### [Exercise prompt]
Each record below should be written out again exactly.

Data listing: Begin

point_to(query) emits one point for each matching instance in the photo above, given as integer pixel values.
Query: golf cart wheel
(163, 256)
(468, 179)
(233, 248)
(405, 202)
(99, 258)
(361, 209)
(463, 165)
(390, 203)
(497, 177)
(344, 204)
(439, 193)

Data listing: End

### [Exercise solution]
point_to(query) emits one point for each matching instance in the photo above, given as integer pixel values.
Query: golf cart wheel
(163, 256)
(468, 179)
(233, 248)
(405, 202)
(99, 258)
(361, 209)
(463, 165)
(390, 203)
(497, 177)
(344, 204)
(439, 193)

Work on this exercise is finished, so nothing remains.